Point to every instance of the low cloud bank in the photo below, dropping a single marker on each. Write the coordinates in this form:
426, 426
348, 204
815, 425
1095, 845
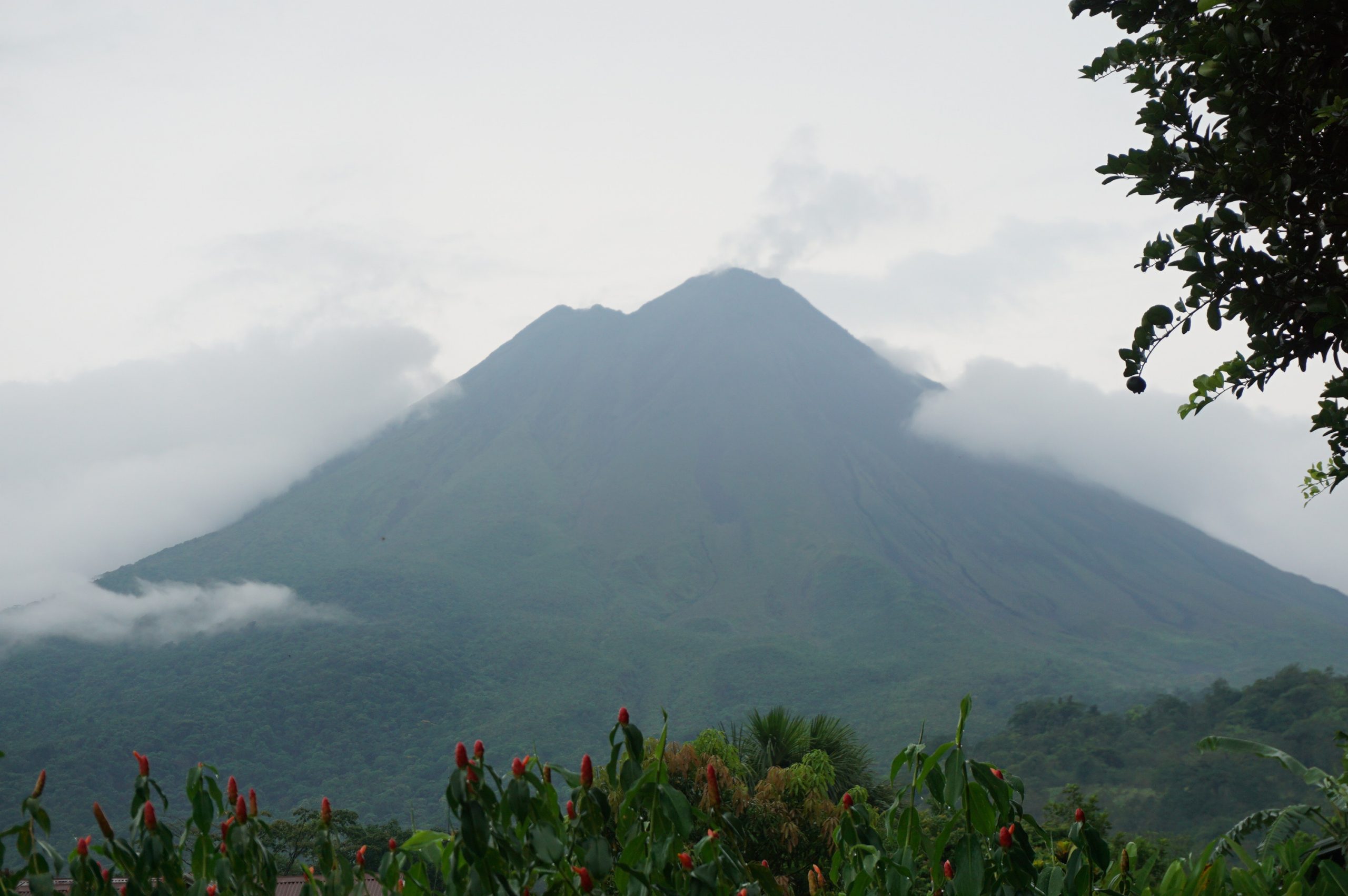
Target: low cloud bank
116, 464
161, 613
1231, 471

================

▸ Task directions
Reproduce every line of the items above verbatim, leaving out the pictures.

▸ The reply
Point to every instance of the low cloud bank in the photo below, dropping a single marker on each. Write the coordinates in this form:
426, 426
348, 204
815, 425
1095, 845
Target: low cloud bank
116, 464
161, 613
1231, 471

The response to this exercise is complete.